## Page excerpt
◆ ◆ ◆ ◆ ◆

Internationale Situationniste #1 (June 1958)

Translated by Ken Knabb

constructed situation

A moment of life concretely and deliberately constructed by the collective organization of a unitary ambiance and a game of events.

situationist

Relating to the theory or practical activity of constructing situations. One who engages in the construction of situations. A member of the Situationist International.

situationism 

A meaningless term improperly derived from the above. There is no such thing as situationism, which would mean a doctrine for interpreting existing conditions. The notion of situationism is obviously devised by antisituationists.

psychogeography

The study of the specific effects of the geographical environment (whether consciously organized or not) on the emotions and behavior of individuals.

psychogeographical

Relating to psychogeography. That which manifests the geographical environment’s direct emotional effects.

psychogeographer 

One who explores and reports on psychogeographical phenomena.

dérive

A mode of experimental behavior linked to the conditions of urban society: a technique of rapid passage through varied ambiances. The term also designates a specific uninterrupted period of dériving.

unitary urbanism

The theory of the combined use of arts and techniques as means contributing to the construction of a unified milieu in dynamic relation with experiments in behavior.

◆ ◆ ◆ ◆ ◆

## Exercise 1
Which lines of the listing contain the word "black"? Pull out each of them; case counts.
The glossary of situationist terms and the listing have nothing to do with each other.

◆ ◆ ◆ ◆ ◆

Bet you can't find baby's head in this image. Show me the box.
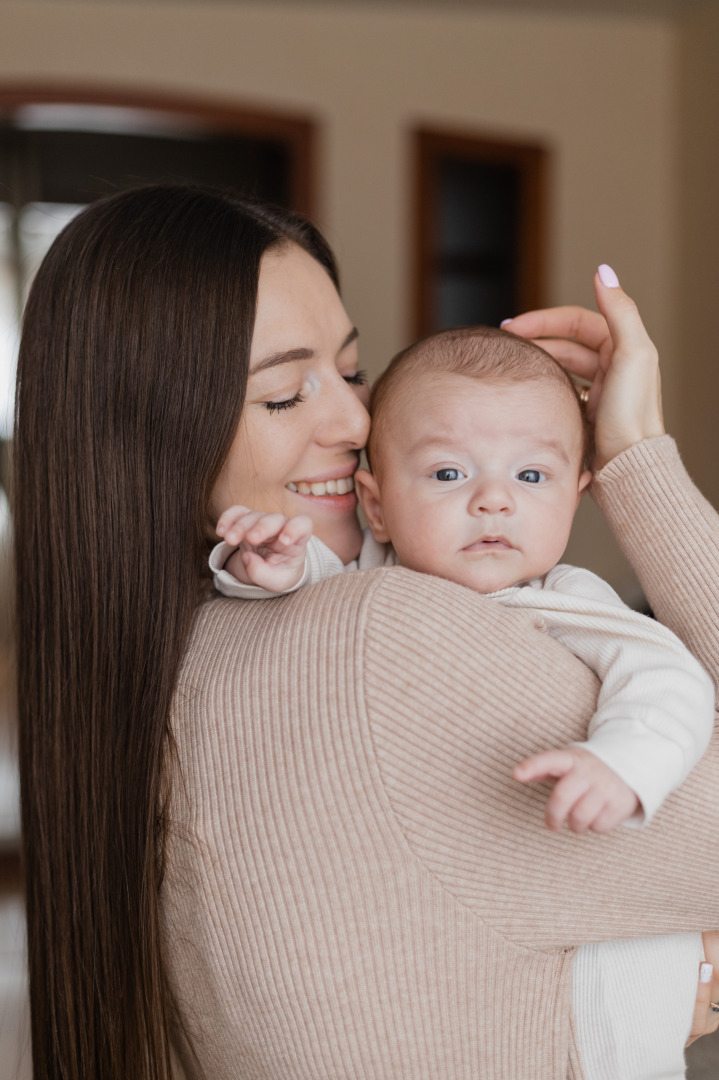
[355,327,591,593]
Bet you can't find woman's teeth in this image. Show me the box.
[287,476,354,495]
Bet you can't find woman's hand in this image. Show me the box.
[687,930,719,1047]
[502,266,664,470]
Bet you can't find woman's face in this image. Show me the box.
[211,244,369,563]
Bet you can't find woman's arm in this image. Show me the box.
[592,435,719,688]
[505,268,719,686]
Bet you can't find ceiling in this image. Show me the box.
[93,0,719,17]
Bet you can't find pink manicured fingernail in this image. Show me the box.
[598,262,619,288]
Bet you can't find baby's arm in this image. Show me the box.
[217,507,312,594]
[513,567,715,833]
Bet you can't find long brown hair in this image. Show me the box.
[13,186,337,1080]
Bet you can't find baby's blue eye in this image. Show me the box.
[432,469,466,481]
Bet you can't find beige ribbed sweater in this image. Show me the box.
[163,437,719,1080]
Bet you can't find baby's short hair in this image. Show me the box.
[367,326,588,472]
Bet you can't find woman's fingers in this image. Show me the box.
[687,931,719,1045]
[594,266,659,364]
[687,962,714,1045]
[502,305,609,352]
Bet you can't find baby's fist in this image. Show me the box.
[512,746,639,833]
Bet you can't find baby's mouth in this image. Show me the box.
[464,537,513,551]
[285,476,354,495]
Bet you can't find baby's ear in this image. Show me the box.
[576,469,592,496]
[354,469,390,543]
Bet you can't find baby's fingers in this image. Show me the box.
[245,514,287,548]
[277,514,312,548]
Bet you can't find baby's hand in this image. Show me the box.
[512,746,639,833]
[216,507,312,593]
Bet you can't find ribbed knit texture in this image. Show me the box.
[163,441,719,1080]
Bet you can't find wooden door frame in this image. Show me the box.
[411,126,548,338]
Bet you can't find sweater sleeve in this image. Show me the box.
[362,567,719,948]
[592,435,719,687]
[520,566,715,826]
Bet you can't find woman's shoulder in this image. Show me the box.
[179,566,552,690]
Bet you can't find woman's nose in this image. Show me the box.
[317,377,369,450]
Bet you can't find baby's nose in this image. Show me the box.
[472,481,514,514]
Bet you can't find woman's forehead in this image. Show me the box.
[250,244,352,367]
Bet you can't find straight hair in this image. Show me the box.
[13,185,338,1080]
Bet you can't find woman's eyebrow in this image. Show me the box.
[249,326,360,375]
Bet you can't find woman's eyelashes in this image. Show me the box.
[262,372,367,413]
[342,372,367,387]
[262,392,304,413]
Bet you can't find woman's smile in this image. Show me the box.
[206,245,369,563]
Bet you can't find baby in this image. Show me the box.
[211,327,714,833]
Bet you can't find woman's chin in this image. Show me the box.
[314,513,362,564]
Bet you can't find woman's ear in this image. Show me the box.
[354,469,390,543]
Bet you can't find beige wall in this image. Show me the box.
[0,0,680,592]
[678,4,719,507]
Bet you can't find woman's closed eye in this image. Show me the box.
[342,372,367,387]
[262,392,304,413]
[432,469,466,483]
[517,469,546,484]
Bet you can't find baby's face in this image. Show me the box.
[370,375,591,593]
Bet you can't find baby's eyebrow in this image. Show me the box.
[407,431,572,464]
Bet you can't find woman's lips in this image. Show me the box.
[287,476,354,496]
[285,475,357,513]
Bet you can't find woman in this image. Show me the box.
[15,188,719,1080]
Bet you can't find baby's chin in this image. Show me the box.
[433,556,538,595]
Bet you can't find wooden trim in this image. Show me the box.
[410,127,548,338]
[0,82,317,217]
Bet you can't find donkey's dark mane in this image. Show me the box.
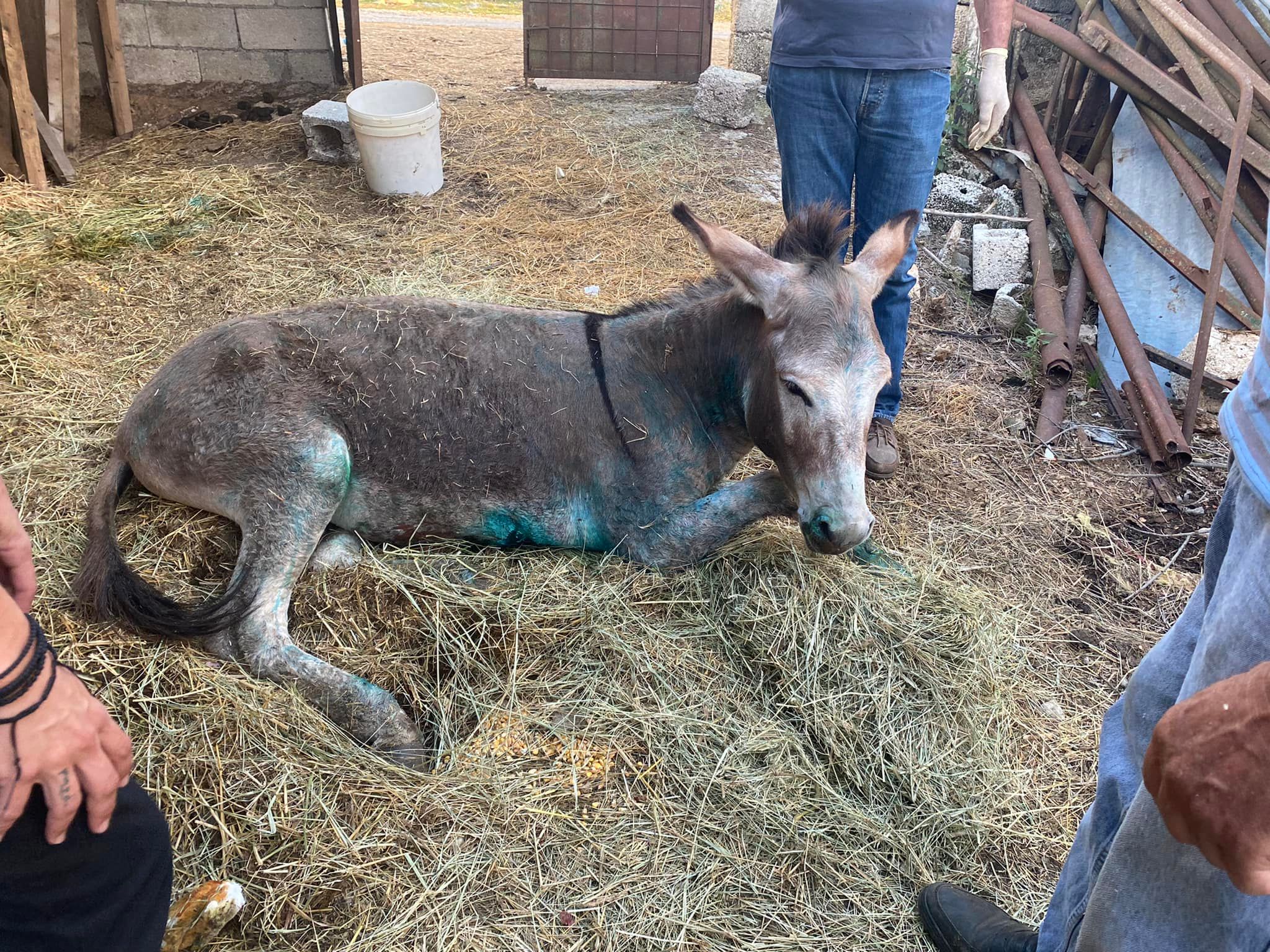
[606,202,848,319]
[771,202,847,264]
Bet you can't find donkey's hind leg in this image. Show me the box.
[309,529,362,573]
[228,437,428,767]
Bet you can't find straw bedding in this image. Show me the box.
[0,17,1217,952]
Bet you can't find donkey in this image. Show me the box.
[75,205,918,765]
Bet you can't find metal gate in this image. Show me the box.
[523,0,714,82]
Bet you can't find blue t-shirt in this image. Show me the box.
[772,0,956,70]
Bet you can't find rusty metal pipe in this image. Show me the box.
[1036,156,1111,443]
[1148,107,1266,247]
[1142,112,1266,314]
[1143,0,1250,439]
[1013,4,1199,134]
[1120,379,1168,472]
[1013,117,1072,386]
[1208,0,1270,79]
[1081,17,1270,174]
[1013,86,1190,469]
[1185,0,1258,79]
[1062,155,1261,330]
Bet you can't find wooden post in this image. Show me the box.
[326,0,347,86]
[344,0,366,89]
[45,0,62,137]
[58,0,80,152]
[35,104,75,185]
[89,0,132,136]
[0,0,48,188]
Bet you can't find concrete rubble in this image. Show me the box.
[300,99,362,165]
[970,223,1030,291]
[692,66,763,130]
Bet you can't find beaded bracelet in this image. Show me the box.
[0,615,57,725]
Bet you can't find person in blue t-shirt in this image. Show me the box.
[917,258,1270,952]
[767,0,1013,480]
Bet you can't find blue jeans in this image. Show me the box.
[1036,467,1270,952]
[767,63,951,420]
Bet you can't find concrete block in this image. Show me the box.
[728,32,772,79]
[198,50,287,82]
[80,42,100,95]
[300,99,362,165]
[988,185,1028,222]
[238,7,330,50]
[286,51,335,86]
[1168,327,1260,414]
[114,4,150,46]
[926,171,996,212]
[692,66,763,130]
[146,4,239,48]
[989,284,1028,334]
[732,0,776,33]
[970,224,1029,291]
[944,149,997,185]
[122,47,202,86]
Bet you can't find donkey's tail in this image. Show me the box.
[71,454,250,638]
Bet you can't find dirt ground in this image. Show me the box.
[0,15,1224,952]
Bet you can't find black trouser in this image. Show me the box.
[0,781,171,952]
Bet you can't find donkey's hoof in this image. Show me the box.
[309,532,362,573]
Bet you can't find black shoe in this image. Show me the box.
[917,882,1036,952]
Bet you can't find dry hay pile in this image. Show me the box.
[0,25,1185,952]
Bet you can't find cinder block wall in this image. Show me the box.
[80,0,335,91]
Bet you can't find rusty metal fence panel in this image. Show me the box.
[523,0,714,82]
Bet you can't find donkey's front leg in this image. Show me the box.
[617,470,795,566]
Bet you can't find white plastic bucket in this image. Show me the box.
[348,80,445,195]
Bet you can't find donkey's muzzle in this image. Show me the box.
[802,505,874,555]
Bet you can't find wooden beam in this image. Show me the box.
[1142,344,1238,396]
[326,0,347,86]
[0,0,48,188]
[35,98,75,185]
[45,0,62,136]
[58,0,73,152]
[89,0,132,136]
[0,74,22,179]
[344,0,366,89]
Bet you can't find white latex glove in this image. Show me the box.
[967,50,1010,152]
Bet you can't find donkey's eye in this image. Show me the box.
[781,379,812,406]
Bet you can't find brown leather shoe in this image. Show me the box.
[865,416,899,480]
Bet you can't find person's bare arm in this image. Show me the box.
[1142,663,1270,896]
[0,480,35,612]
[0,482,132,843]
[974,0,1015,50]
[967,0,1015,149]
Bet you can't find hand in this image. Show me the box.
[0,480,35,612]
[0,655,132,844]
[1142,663,1270,896]
[967,50,1010,151]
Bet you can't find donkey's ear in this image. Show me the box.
[845,208,922,299]
[673,202,797,311]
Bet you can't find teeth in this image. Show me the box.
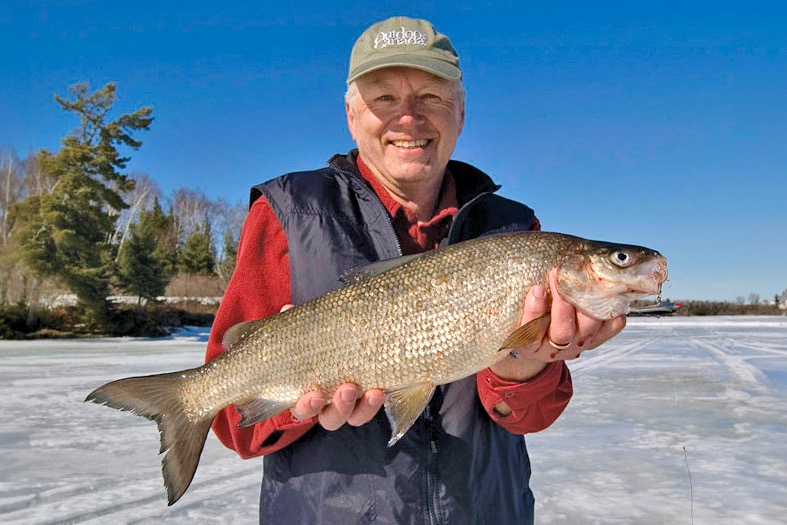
[391,139,429,148]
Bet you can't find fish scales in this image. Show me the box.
[87,232,667,505]
[192,233,557,418]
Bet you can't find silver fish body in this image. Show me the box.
[87,232,667,504]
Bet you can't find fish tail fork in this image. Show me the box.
[85,373,213,505]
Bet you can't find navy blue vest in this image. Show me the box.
[251,151,534,525]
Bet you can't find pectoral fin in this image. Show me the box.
[500,314,551,350]
[385,381,435,447]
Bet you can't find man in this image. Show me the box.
[207,17,625,525]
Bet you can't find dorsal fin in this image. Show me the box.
[221,319,264,350]
[339,253,423,284]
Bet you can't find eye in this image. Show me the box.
[610,251,634,268]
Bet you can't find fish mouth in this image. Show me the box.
[633,255,668,295]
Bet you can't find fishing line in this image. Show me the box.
[670,336,694,525]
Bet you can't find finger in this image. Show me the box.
[290,392,328,421]
[574,311,604,348]
[347,388,385,427]
[318,383,358,430]
[549,270,577,346]
[520,284,549,325]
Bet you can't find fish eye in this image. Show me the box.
[610,251,634,268]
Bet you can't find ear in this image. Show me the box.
[344,101,357,142]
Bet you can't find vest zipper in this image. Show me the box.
[423,404,440,525]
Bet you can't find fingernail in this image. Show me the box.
[340,386,358,403]
[309,397,325,410]
[367,393,385,407]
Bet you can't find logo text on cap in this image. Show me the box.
[374,26,426,49]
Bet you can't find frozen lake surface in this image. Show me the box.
[0,317,787,525]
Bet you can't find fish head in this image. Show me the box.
[557,241,667,320]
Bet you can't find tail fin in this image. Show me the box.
[85,372,213,505]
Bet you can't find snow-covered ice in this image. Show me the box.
[0,317,787,525]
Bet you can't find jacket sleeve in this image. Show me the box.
[476,361,574,434]
[205,197,316,458]
[476,213,574,434]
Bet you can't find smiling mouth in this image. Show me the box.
[391,139,432,149]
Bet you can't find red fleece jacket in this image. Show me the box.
[206,163,573,458]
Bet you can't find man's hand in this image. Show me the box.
[281,304,385,430]
[490,270,626,381]
[290,383,385,430]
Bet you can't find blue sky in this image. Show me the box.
[0,0,787,300]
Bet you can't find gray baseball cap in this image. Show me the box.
[347,16,462,84]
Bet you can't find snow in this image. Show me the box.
[0,317,787,525]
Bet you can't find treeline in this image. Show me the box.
[0,83,246,337]
[675,301,786,316]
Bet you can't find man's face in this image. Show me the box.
[346,67,465,192]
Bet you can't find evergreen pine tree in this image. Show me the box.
[14,83,153,327]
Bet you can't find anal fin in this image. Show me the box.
[235,397,294,427]
[385,381,436,447]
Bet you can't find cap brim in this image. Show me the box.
[347,54,462,84]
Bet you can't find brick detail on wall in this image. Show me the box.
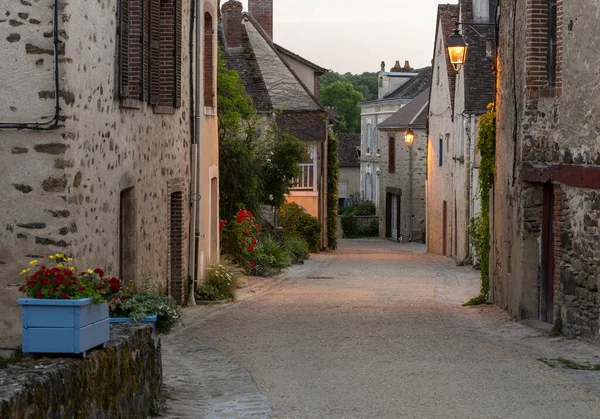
[221,0,244,48]
[248,0,273,39]
[204,12,215,106]
[525,0,563,94]
[167,178,185,304]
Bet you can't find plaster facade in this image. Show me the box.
[0,0,219,346]
[491,0,600,339]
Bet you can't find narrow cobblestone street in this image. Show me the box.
[163,240,600,419]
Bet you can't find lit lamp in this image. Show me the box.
[447,28,468,71]
[404,127,415,147]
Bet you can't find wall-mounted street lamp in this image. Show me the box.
[447,28,469,71]
[404,127,415,147]
[446,22,496,71]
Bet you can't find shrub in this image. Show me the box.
[351,201,377,216]
[197,264,237,301]
[221,209,260,269]
[284,236,310,261]
[279,202,321,252]
[109,276,182,333]
[254,237,292,271]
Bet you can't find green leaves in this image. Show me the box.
[321,81,365,132]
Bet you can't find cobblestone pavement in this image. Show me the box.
[163,240,600,419]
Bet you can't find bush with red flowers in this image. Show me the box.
[19,253,121,303]
[221,209,260,269]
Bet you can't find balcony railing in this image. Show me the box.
[292,163,315,191]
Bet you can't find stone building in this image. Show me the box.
[490,0,600,339]
[0,0,220,340]
[338,133,360,207]
[376,89,429,241]
[221,0,332,248]
[427,0,497,262]
[360,65,431,220]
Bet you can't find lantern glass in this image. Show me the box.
[404,128,415,147]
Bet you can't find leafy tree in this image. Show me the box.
[321,81,365,132]
[217,54,264,220]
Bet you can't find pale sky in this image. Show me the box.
[237,0,442,74]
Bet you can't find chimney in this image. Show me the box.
[221,0,244,48]
[248,0,273,39]
[390,60,402,73]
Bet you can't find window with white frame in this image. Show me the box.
[291,144,317,191]
[367,122,373,154]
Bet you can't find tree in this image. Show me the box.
[321,81,365,132]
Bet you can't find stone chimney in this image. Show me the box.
[221,0,244,48]
[248,0,273,39]
[390,60,402,73]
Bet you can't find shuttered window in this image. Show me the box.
[119,0,183,109]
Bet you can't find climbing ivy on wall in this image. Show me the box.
[327,133,340,250]
[467,103,496,305]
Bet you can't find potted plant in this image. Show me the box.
[19,254,121,356]
[109,277,181,338]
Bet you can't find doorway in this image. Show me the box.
[540,183,555,323]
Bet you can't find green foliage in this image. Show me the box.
[321,71,379,100]
[217,49,264,219]
[217,50,308,219]
[279,202,321,252]
[283,236,310,261]
[254,236,292,270]
[321,81,365,132]
[197,264,237,301]
[109,276,182,333]
[260,124,308,207]
[475,104,496,301]
[327,133,340,250]
[221,209,260,269]
[0,350,23,370]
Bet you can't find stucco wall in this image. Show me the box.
[0,0,218,346]
[426,19,454,256]
[378,129,427,241]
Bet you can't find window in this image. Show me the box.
[548,0,557,87]
[119,0,183,108]
[204,12,215,107]
[388,137,396,173]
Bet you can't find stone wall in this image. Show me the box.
[0,325,162,419]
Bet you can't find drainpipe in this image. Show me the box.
[189,0,202,305]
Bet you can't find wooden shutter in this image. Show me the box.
[173,0,183,108]
[149,0,160,105]
[140,0,151,100]
[119,0,131,98]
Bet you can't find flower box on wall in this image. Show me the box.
[19,298,110,356]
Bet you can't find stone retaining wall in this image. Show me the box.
[0,324,162,419]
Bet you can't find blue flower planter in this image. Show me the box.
[19,298,110,356]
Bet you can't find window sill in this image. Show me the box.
[121,98,144,109]
[154,106,175,115]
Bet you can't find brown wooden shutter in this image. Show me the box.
[140,0,151,100]
[173,0,183,108]
[150,0,160,105]
[119,0,131,98]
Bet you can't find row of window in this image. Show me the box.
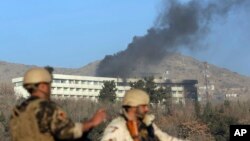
[52,87,125,93]
[53,79,103,85]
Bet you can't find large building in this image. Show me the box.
[12,74,198,104]
[12,74,137,100]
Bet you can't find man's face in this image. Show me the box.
[136,105,149,119]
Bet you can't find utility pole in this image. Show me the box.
[204,62,209,103]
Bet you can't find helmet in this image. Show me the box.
[122,89,149,107]
[23,68,52,85]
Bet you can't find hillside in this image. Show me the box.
[0,53,250,98]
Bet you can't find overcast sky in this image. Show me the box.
[0,0,250,76]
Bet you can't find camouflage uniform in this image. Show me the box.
[10,96,83,141]
[101,116,185,141]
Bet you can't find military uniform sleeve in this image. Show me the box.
[153,124,187,141]
[37,102,82,139]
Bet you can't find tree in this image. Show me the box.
[129,77,171,103]
[99,81,117,102]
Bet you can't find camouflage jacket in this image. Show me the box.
[101,116,183,141]
[10,97,82,141]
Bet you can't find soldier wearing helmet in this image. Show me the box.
[101,89,186,141]
[10,68,106,141]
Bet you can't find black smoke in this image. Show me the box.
[96,0,248,77]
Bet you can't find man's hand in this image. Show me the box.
[90,109,107,127]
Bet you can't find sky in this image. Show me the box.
[0,0,250,76]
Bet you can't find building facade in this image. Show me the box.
[12,74,197,104]
[12,74,137,100]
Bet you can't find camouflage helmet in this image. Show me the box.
[23,68,52,85]
[122,89,149,107]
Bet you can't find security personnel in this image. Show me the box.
[10,68,106,141]
[101,89,186,141]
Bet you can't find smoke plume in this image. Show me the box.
[96,0,245,77]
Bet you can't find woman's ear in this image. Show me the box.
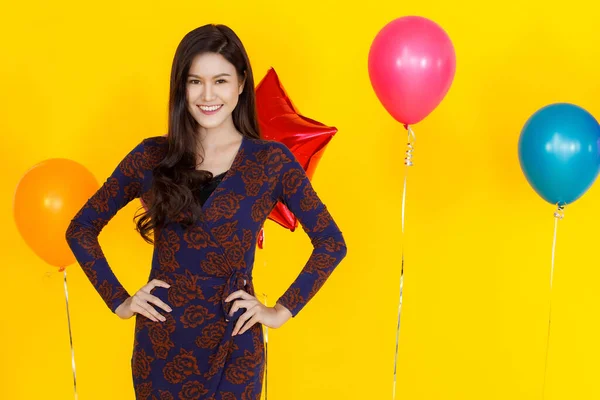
[238,71,246,94]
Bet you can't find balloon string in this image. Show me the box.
[263,260,269,400]
[542,205,565,399]
[392,125,416,400]
[63,269,77,400]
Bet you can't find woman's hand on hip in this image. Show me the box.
[225,290,292,336]
[115,279,173,322]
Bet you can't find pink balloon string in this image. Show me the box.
[392,125,416,400]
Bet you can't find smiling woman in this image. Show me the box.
[66,25,346,400]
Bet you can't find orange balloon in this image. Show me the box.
[13,158,99,270]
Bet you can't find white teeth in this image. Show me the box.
[199,106,221,111]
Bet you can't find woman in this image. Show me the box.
[66,25,346,400]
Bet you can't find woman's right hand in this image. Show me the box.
[115,279,173,322]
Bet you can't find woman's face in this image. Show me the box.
[186,53,244,129]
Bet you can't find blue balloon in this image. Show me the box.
[519,103,600,205]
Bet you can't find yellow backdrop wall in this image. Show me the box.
[0,0,600,400]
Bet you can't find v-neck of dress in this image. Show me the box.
[200,135,246,214]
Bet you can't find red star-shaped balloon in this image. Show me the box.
[256,68,337,239]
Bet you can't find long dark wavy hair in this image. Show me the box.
[134,24,260,244]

◆ ◆ ◆ ◆ ◆

## Exercise 2
Could you quote the full glossary of situationist terms word for word?

## Complete answer 1
Bet you can't find black trouser in this image. Show me the box.
Bet you can't find black shoe in this image. Show me the box.
Bet you can't find black smoke in this image. Show me the box.

## Complete answer 2
Internationale Situationniste #1 (June 1958)

Translated by Ken Knabb

constructed situation

A moment of life concretely and deliberately constructed by the collective organization of a unitary ambiance and a game of events.

situationist

Relating to the theory or practical activity of constructing situations. One who engages in the construction of situations. A member of the Situationist International.

situationism 

A meaningless term improperly derived from the above. There is no such thing as situationism, which would mean a doctrine for interpreting existing conditions. The notion of situationism is obviously devised by antisituationists.

psychogeography

The study of the specific effects of the geographical environment (whether consciously organized or not) on the emotions and behavior of individuals.

psychogeographical

Relating to psychogeography. That which manifests the geographical environment’s direct emotional effects.

psychogeographer 

One who explores and reports on psychogeographical phenomena.

dérive

A mode of experimental behavior linked to the conditions of urban society: a technique of rapid passage through varied ambiances. The term also designates a specific uninterrupted period of dériving.

unitary urbanism

The theory of the combined use of arts and techniques as means contributing to the construction of a unified milieu in dynamic relation with experiments in behavior.